=== Section Start ===

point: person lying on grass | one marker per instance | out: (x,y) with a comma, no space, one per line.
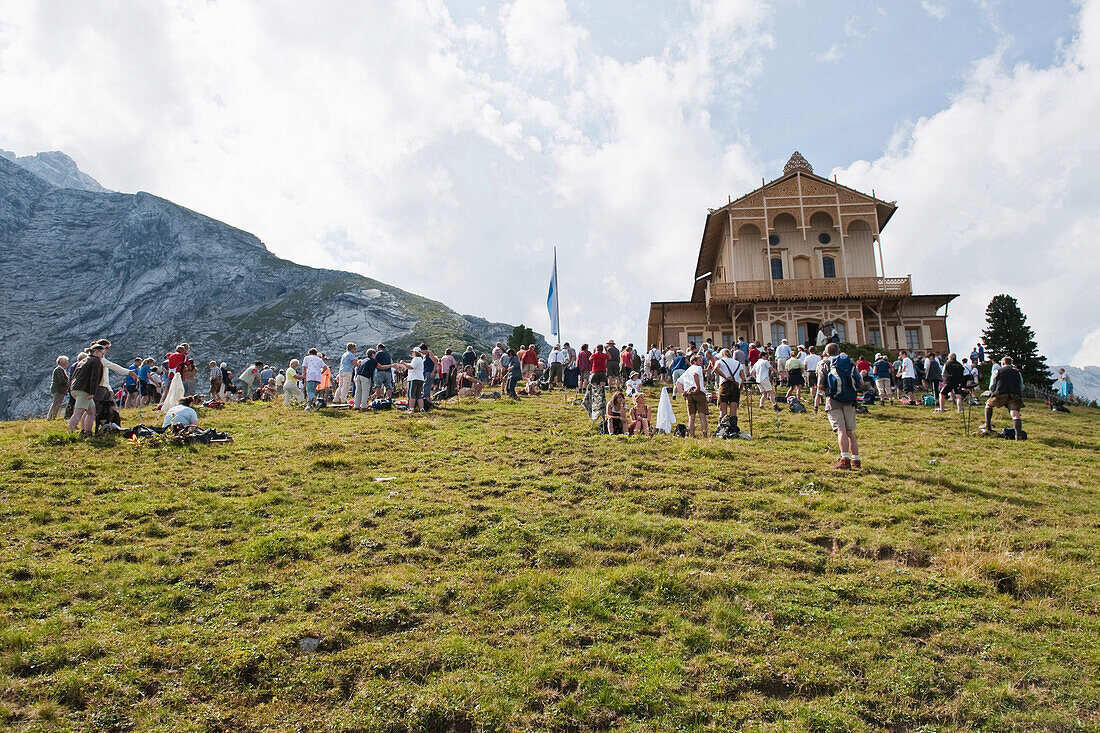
(182,414)
(639,416)
(469,385)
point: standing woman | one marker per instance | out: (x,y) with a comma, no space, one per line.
(515,371)
(86,380)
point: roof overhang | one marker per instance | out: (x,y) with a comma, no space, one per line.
(716,220)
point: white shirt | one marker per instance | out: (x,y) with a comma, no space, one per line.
(314,365)
(761,370)
(730,365)
(180,415)
(416,369)
(688,379)
(108,368)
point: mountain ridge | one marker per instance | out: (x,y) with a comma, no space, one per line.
(149,273)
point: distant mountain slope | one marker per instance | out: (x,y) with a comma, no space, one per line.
(147,273)
(1086,381)
(57,168)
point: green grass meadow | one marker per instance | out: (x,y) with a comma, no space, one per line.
(513,570)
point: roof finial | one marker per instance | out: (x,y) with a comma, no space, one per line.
(798,163)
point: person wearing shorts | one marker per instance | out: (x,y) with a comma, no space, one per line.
(842,415)
(598,362)
(694,390)
(730,374)
(794,378)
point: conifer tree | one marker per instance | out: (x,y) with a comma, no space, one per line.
(520,336)
(1008,335)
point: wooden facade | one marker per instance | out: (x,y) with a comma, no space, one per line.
(792,255)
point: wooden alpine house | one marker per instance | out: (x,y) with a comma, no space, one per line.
(793,258)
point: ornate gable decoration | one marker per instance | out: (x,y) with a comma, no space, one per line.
(798,163)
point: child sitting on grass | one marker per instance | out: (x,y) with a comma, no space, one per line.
(614,414)
(639,416)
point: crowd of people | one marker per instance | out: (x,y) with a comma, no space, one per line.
(700,374)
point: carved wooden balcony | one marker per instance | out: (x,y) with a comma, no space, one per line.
(818,288)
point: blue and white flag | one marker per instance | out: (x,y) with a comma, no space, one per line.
(552,296)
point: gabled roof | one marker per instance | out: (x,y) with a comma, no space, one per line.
(716,218)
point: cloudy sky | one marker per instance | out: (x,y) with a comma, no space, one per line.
(446,146)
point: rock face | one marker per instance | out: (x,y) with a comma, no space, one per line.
(1086,380)
(57,168)
(146,274)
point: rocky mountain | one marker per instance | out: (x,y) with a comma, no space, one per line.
(146,274)
(57,168)
(1086,381)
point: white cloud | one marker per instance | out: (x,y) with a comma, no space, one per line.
(1089,353)
(937,10)
(541,37)
(832,55)
(396,142)
(997,194)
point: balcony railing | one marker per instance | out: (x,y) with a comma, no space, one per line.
(751,291)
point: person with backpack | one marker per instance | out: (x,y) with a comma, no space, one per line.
(954,380)
(933,372)
(765,373)
(86,380)
(840,383)
(1007,389)
(882,371)
(730,378)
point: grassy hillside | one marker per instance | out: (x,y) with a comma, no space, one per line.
(520,572)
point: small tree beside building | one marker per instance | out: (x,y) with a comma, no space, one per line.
(1008,335)
(520,336)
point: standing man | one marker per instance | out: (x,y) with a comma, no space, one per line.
(249,379)
(881,369)
(384,372)
(811,363)
(954,379)
(345,374)
(557,365)
(730,378)
(314,367)
(292,389)
(613,362)
(840,383)
(782,353)
(58,387)
(694,390)
(1008,390)
(364,376)
(908,375)
(655,361)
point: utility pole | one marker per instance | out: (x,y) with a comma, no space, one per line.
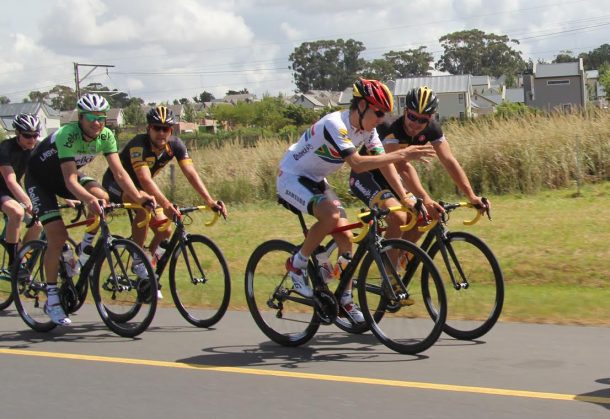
(78,80)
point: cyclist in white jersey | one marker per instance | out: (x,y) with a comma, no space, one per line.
(322,150)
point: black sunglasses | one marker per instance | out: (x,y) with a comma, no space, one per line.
(161,128)
(417,119)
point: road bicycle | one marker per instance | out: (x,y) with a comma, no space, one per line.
(199,278)
(126,303)
(405,314)
(475,284)
(6,294)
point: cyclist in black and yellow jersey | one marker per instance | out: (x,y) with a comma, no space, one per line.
(14,202)
(53,170)
(143,157)
(415,127)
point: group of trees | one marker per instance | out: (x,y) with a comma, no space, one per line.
(334,64)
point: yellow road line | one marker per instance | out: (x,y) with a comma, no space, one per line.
(318,377)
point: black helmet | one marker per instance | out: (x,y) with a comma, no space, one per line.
(26,122)
(160,115)
(422,100)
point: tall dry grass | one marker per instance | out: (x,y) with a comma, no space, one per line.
(500,156)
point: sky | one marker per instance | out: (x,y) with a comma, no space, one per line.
(163,50)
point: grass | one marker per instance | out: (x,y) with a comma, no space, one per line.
(552,246)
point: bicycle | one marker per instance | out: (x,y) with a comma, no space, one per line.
(202,298)
(119,295)
(6,294)
(476,288)
(289,319)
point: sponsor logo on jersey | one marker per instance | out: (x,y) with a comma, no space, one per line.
(329,154)
(305,150)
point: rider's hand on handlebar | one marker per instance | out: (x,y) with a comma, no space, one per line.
(418,152)
(219,207)
(95,205)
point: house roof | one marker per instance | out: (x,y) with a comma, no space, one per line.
(439,84)
(558,69)
(12,109)
(515,95)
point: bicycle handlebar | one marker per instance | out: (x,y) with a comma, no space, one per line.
(185,210)
(452,206)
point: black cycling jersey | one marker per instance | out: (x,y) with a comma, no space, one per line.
(138,152)
(394,133)
(11,154)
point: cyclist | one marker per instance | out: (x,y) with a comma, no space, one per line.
(53,170)
(322,150)
(417,126)
(14,202)
(143,157)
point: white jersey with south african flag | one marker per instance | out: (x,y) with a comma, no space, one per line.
(321,150)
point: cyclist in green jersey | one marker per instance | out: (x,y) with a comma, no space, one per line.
(53,170)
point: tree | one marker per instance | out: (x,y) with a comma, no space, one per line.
(596,58)
(326,64)
(477,53)
(604,78)
(204,96)
(243,91)
(565,57)
(379,69)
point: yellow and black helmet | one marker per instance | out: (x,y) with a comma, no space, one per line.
(160,115)
(422,100)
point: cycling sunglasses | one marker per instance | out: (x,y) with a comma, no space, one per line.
(92,118)
(415,118)
(163,128)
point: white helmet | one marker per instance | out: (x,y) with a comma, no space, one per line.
(92,102)
(26,122)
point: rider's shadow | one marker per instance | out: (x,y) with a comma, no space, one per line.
(324,347)
(599,397)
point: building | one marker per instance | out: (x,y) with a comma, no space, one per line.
(48,116)
(556,86)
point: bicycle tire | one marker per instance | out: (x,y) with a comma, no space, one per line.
(343,321)
(203,300)
(472,311)
(284,318)
(29,293)
(6,286)
(125,303)
(406,327)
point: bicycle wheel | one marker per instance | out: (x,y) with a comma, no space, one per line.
(398,315)
(29,286)
(199,281)
(126,303)
(475,303)
(6,296)
(281,314)
(343,321)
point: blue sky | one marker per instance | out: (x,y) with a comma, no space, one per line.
(163,50)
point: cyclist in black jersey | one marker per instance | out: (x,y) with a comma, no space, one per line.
(53,170)
(143,157)
(14,202)
(416,127)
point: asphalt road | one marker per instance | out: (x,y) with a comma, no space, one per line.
(176,370)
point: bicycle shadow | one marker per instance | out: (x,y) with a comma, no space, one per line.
(323,348)
(598,397)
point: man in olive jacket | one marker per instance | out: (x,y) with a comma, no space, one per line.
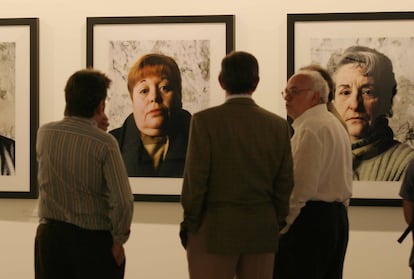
(238,177)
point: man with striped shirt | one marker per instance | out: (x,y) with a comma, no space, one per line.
(85,203)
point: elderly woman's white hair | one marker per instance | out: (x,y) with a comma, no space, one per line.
(318,84)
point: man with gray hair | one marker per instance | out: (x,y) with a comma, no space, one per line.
(314,241)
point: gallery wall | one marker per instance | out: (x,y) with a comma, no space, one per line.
(154,250)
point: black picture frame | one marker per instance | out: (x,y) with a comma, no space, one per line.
(218,29)
(20,36)
(350,26)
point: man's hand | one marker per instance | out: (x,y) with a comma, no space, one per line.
(118,252)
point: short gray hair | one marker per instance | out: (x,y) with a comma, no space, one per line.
(318,84)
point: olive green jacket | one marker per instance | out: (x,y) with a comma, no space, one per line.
(238,177)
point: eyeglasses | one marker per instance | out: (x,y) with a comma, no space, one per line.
(293,92)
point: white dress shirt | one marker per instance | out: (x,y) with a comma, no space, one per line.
(322,160)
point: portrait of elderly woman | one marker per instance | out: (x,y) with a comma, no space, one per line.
(153,138)
(365,87)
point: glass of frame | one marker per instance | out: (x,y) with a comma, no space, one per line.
(115,43)
(19,89)
(313,38)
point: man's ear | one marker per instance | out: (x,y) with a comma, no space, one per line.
(101,107)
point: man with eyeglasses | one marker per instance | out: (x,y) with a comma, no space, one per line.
(313,243)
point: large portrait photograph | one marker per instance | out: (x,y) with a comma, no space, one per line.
(18,106)
(369,57)
(163,70)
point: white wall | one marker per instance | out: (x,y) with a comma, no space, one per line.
(153,250)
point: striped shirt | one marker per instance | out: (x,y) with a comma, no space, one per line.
(82,178)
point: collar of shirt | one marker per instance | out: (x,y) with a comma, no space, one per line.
(81,119)
(315,110)
(233,96)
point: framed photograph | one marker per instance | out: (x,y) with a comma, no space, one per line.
(19,90)
(322,39)
(196,43)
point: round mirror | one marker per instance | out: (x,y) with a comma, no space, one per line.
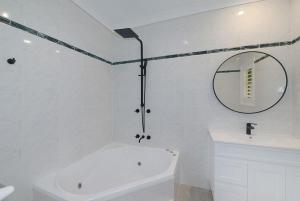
(250,82)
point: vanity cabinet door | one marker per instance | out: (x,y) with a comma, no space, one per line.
(293,184)
(266,182)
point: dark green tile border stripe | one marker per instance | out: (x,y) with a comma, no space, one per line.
(59,42)
(51,39)
(247,47)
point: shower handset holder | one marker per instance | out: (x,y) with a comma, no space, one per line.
(129,33)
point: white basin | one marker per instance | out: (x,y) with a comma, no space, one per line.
(6,191)
(271,141)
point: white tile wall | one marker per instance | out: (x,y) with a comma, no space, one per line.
(295,4)
(263,22)
(64,20)
(180,91)
(54,107)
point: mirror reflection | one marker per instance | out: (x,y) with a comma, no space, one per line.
(250,82)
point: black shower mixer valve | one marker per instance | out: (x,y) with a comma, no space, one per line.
(141,137)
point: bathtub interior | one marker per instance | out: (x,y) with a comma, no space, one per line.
(113,171)
(111,168)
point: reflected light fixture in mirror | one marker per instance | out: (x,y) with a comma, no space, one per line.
(241,12)
(250,82)
(27,41)
(5,14)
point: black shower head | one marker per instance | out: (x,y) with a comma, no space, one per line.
(127,33)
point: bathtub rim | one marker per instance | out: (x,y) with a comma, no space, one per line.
(48,185)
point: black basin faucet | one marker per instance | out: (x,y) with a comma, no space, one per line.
(249,128)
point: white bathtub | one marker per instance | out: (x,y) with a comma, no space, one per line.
(116,173)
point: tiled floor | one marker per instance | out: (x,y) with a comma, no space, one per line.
(189,193)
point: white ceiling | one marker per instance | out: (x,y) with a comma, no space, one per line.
(133,13)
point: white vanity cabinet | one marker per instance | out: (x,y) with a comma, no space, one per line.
(248,172)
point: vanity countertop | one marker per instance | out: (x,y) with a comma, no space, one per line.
(269,141)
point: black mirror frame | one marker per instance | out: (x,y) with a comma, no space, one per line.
(286,86)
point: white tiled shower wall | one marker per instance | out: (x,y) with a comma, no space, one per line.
(179,91)
(55,103)
(57,107)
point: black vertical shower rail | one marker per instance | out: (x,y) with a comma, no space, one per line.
(143,67)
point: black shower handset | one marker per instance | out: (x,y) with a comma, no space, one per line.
(129,33)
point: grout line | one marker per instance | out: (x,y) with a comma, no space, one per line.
(51,39)
(213,51)
(171,56)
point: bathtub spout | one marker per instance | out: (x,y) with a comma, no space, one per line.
(143,136)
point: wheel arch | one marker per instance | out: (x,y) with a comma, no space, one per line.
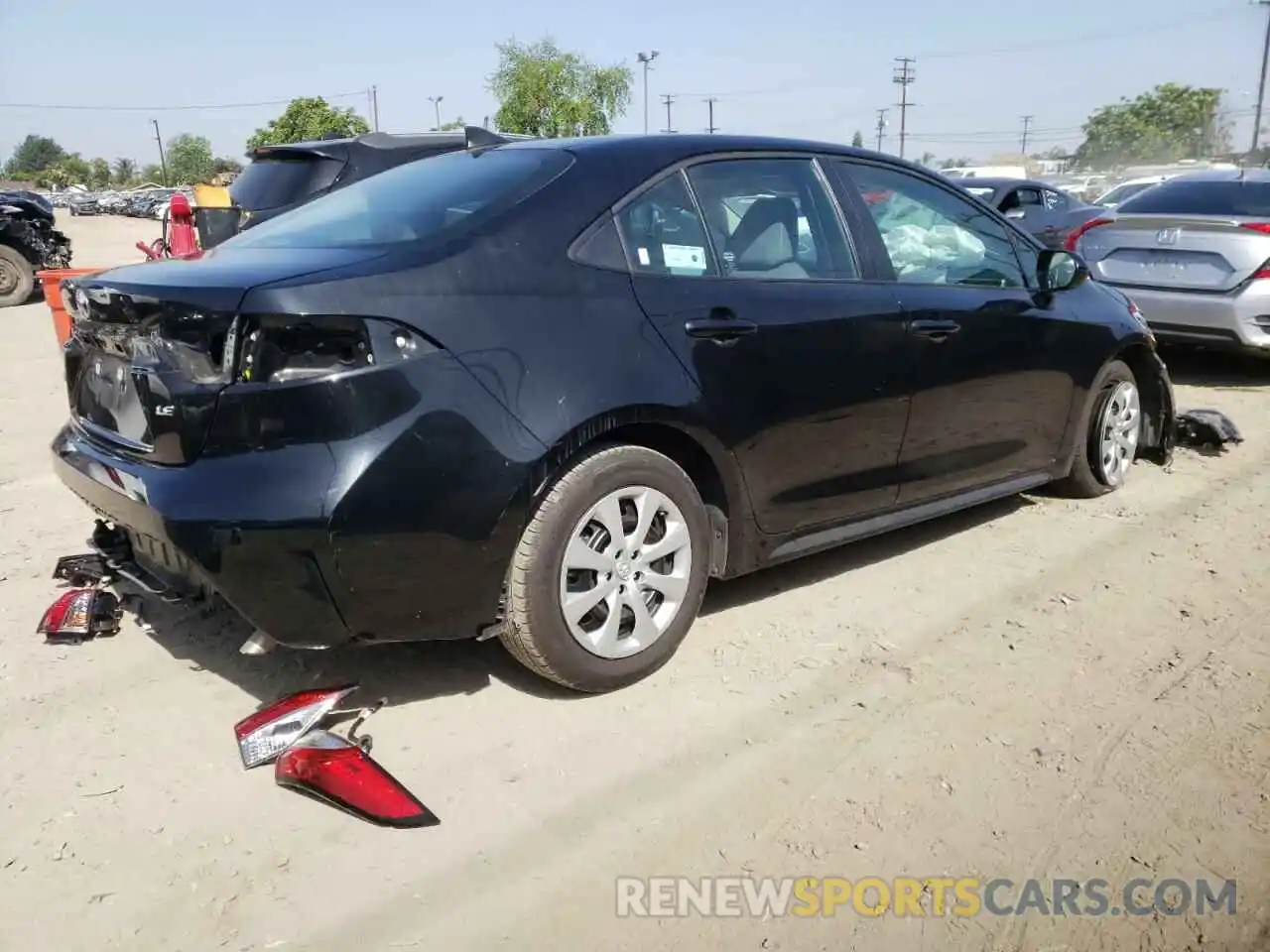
(697,451)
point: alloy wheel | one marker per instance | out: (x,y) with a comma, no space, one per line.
(1119,425)
(625,571)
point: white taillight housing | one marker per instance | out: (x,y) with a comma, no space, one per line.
(271,730)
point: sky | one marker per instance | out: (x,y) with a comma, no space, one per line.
(91,73)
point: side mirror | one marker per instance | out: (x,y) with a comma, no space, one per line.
(1060,271)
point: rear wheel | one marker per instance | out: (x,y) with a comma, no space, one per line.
(17,277)
(1112,430)
(610,572)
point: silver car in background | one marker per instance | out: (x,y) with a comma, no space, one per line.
(1194,254)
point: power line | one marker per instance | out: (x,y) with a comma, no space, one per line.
(1107,35)
(1261,85)
(903,76)
(358,93)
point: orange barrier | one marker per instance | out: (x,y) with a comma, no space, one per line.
(53,285)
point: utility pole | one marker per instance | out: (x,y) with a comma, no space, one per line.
(903,77)
(1261,85)
(647,60)
(163,162)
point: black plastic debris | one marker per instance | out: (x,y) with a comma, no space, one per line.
(1206,429)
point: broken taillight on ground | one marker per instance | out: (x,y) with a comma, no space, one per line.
(318,763)
(273,729)
(339,772)
(79,615)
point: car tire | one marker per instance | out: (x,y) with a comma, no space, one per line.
(21,277)
(1107,444)
(536,631)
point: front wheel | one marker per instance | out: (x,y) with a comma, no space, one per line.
(17,277)
(610,572)
(1110,436)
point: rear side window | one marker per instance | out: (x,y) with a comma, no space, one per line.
(665,234)
(282,179)
(423,199)
(1180,197)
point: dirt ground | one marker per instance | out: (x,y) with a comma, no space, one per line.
(1037,688)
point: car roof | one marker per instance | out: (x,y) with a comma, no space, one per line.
(670,149)
(1003,182)
(371,140)
(1223,176)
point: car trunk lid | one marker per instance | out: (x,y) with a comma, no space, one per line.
(153,344)
(1176,252)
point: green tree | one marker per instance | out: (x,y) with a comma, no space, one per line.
(544,90)
(307,119)
(125,171)
(99,175)
(35,154)
(190,159)
(72,171)
(1167,123)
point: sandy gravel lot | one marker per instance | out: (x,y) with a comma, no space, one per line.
(1038,688)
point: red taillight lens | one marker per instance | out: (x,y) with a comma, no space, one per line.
(340,774)
(1075,234)
(273,729)
(79,615)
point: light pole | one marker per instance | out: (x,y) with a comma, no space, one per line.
(647,60)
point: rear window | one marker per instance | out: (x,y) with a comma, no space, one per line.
(417,200)
(1233,198)
(277,180)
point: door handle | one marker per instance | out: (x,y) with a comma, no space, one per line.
(721,330)
(934,330)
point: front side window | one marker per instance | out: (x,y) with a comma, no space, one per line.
(665,234)
(771,218)
(934,236)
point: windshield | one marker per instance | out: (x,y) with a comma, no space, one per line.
(1233,197)
(1123,191)
(411,202)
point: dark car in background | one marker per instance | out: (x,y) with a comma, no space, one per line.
(545,390)
(280,178)
(1194,252)
(1046,212)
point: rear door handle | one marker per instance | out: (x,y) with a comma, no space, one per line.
(721,330)
(934,330)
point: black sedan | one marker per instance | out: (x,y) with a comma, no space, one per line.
(1046,212)
(545,390)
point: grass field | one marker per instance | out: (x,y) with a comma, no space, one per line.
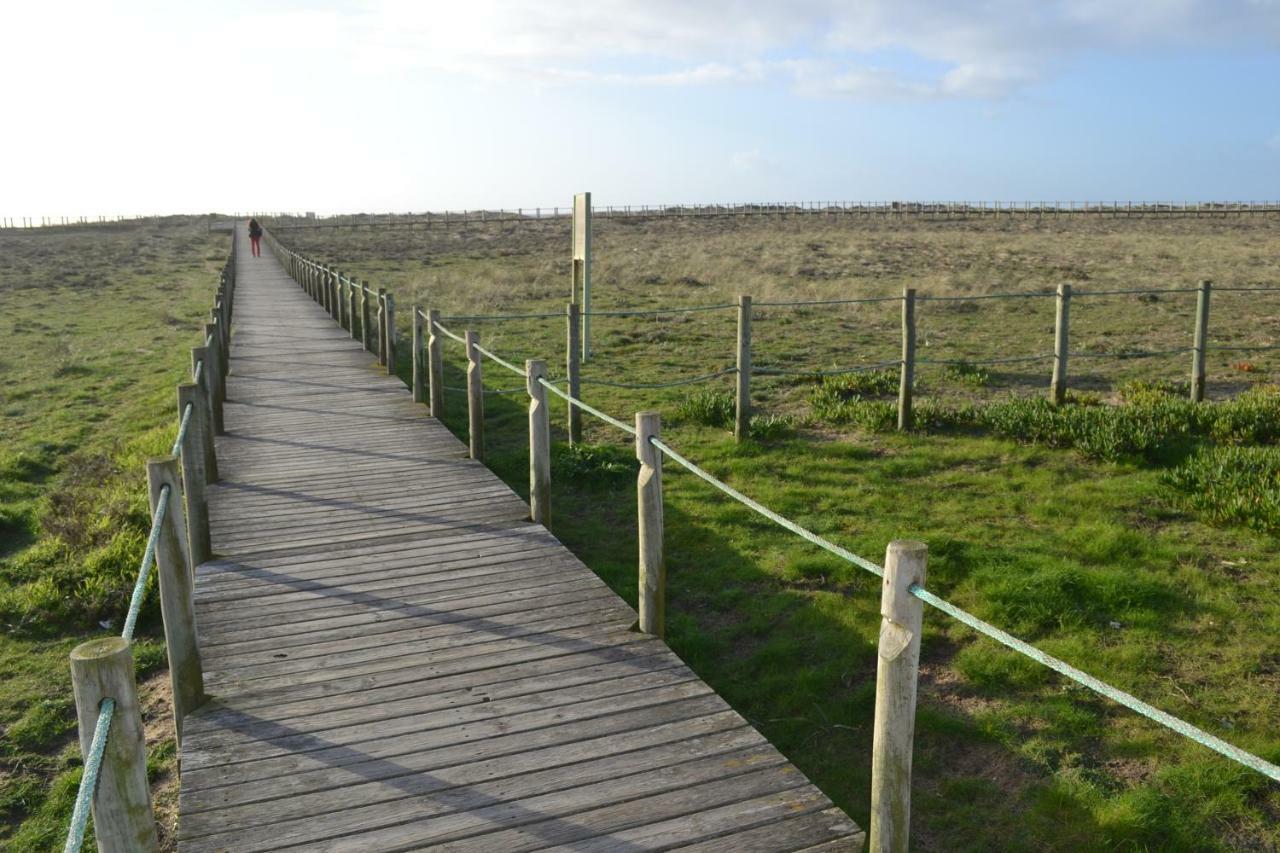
(1102,562)
(1096,555)
(95,333)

=== Section End ===

**Instructions to follow**.
Output, exactly and without pictures, the lines above that run from the one containing "point: light pole" through the last line of the entries, inclusive.

**Solution to this task**.
point: light pole | one marker per instance | out: (x,y) with a comma, no space, one per line.
(647,60)
point: rear window | one marker per instance | out: (x,y) with a comma, no space, one per line.
(417,200)
(1233,198)
(277,180)
point: door handle | one marker per instance | out: (x,y) with a comma, no space, one per line.
(721,330)
(934,330)
point: front side window | one marker per instance | out: (x,y) with a comma, no space, one per line.
(665,234)
(771,218)
(934,236)
point: windshield | one marker per instance | out: (x,y) with a comma, no space, one per line.
(1233,197)
(1123,191)
(411,202)
point: dark car in background | one marker per instance | out: (x,y) with a comma, no space, one per line.
(545,390)
(280,178)
(1194,252)
(1046,212)
point: rear door handle | one marker per instance | out: (x,y) with a comma, no space, one per line.
(721,330)
(934,330)
point: black sedan | one marker per instance | out: (x,y) with a comma, no space, one per line.
(1046,212)
(545,390)
point: grass field | one marker per instance | out: (x,y) with a comma, no space, one per line.
(1102,562)
(1096,555)
(95,333)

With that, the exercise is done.